Task data:
>> Begin
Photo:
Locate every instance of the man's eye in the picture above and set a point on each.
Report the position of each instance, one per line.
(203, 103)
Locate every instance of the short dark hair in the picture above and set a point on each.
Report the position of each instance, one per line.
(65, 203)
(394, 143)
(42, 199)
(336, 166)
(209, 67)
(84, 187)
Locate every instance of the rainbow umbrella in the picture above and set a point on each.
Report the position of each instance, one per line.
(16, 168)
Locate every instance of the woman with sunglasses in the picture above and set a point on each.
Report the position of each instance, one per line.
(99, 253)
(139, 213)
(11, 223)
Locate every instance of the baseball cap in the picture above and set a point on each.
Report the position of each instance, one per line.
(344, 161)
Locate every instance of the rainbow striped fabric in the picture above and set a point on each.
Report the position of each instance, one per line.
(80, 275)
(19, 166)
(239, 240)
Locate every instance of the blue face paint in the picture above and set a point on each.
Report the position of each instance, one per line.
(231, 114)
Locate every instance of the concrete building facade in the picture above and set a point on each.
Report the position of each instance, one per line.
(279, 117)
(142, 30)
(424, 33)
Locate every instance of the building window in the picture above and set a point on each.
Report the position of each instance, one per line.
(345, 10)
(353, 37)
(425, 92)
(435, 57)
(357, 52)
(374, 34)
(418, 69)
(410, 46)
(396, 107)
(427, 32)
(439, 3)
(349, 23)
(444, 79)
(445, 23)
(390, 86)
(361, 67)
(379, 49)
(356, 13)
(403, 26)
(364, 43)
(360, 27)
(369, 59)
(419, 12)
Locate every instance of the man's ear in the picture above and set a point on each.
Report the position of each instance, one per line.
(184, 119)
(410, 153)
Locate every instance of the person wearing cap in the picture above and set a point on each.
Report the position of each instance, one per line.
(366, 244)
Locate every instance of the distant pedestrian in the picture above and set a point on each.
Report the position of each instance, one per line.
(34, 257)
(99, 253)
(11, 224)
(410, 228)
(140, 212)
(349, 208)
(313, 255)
>> End
Aim of the exercise: Write out every one of the records above word for word, line by line.

Written response:
Photo:
Locate every instance of the man's eye in the picture above and set a point on each.
Report the position of each instance, one per line.
(203, 103)
Locate every instance of the short dark hair in the picture above and set a point on each.
Report the position of each instance, one per line.
(65, 203)
(394, 143)
(42, 199)
(336, 166)
(209, 67)
(84, 187)
Locate every instance of the rainbow umbrella in the picture above and set a point on each.
Report the position of each instance, one per line.
(16, 168)
Locate every instance of the woman with sunglasses in the picture above and set a point on each.
Report the position of each instance, one per line.
(99, 253)
(139, 213)
(11, 223)
Locate every instance of the baseball cap in the picture above and set a point on each.
Report the position of each instance, one per line.
(344, 161)
Locate every instance of the rainbow striped fabric in the picture above and set a point on each.
Report the position of each instance, one per line.
(80, 275)
(19, 166)
(239, 240)
Locate every instance of the blue face paint in the picture above and set a point on each.
Report the position of each instance, one per line.
(231, 114)
Locate every instance of the concrete building facade in the picture above and set a point on each.
Report the position of each instance, one per line.
(279, 117)
(142, 30)
(424, 33)
Locate every instance of the building window in the picture above and set a point on each.
Report the position of each instance, one per line.
(345, 10)
(353, 37)
(425, 92)
(435, 57)
(357, 52)
(374, 34)
(418, 69)
(410, 46)
(396, 107)
(427, 32)
(439, 3)
(349, 23)
(444, 79)
(445, 23)
(390, 86)
(361, 67)
(379, 49)
(356, 13)
(403, 26)
(364, 43)
(360, 27)
(369, 59)
(419, 12)
Locate every instance of the man's ear in the picture above and set a point on each.
Report the position of each instance, one per line.
(184, 119)
(410, 153)
Locate every instance of the person wearing cap in the picture above and set a point on each.
Report the position of each instance, one per line.
(366, 244)
Locate every instance of the distant pedestrian in the picture above and set a point on each.
Report the position of each instance, one per line.
(34, 257)
(99, 253)
(11, 224)
(410, 228)
(140, 212)
(349, 208)
(313, 255)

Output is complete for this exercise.